• **PASSAGE**:
'''
1) Failure to decode an fcmp operation value. The operation values defined are 0-15, but the value that llvm-pretty-bc-parser is attempting to resolve is 24. 2) ignoring the above by defaulting to ftrue, I'm seeing invalid operand values for the instruction.

Here's the llvm-dis output:

    %147 = load float, float* %146, align 4, !dbg !217760
    %148 = fmul nsz arcp float %147, 0x3F8457AE140000000, !dbg !217761
    %149 = fcmp nsz arcp ogt float %145, %148, !dbg !217769

for llvm-pretty-bc-parser, the llvm-disasm has problems on %149, where the default to ftrue still shows:

   %149 = fcmp true float %145, %147, !dbg ...`

Note the second operand is decoded as %147 whereas llvm decodes to %148.

It's unknown if there are other parsing problems, this one just happened to fail the parser due to the lookup in (1) above and therefore be detectable.
'''
• **RECORDED INFORMATION**:
'''
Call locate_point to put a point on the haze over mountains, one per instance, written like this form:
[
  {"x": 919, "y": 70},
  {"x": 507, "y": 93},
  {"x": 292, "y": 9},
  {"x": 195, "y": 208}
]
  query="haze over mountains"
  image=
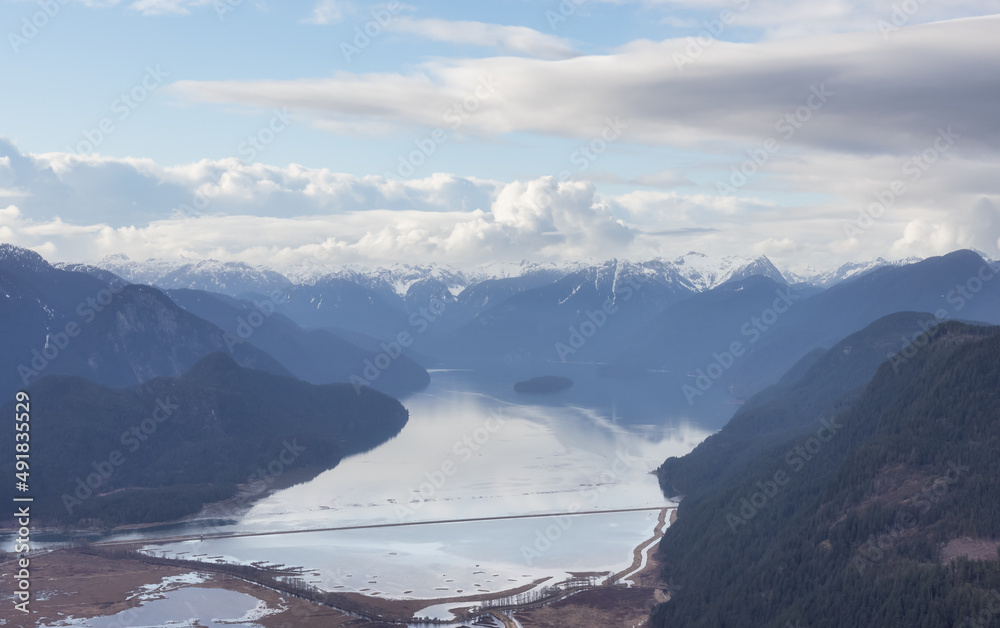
'''
• **OBJECTIVE 1**: In the fcmp decoding report, what operation value is the parser trying to resolve?
• **OBJECTIVE 2**: Reproduce the listing, switching "haze over mountains" to "fog in valleys" wherever it occurs and changing nothing else; leave the picture out.

• **WRITTEN SOLUTION 1**: 24

• **WRITTEN SOLUTION 2**:
Call locate_point to put a point on the fog in valleys, one per instance, written like this form:
[
  {"x": 919, "y": 70},
  {"x": 507, "y": 93},
  {"x": 292, "y": 9},
  {"x": 195, "y": 208}
]
  query="fog in valleys"
  image=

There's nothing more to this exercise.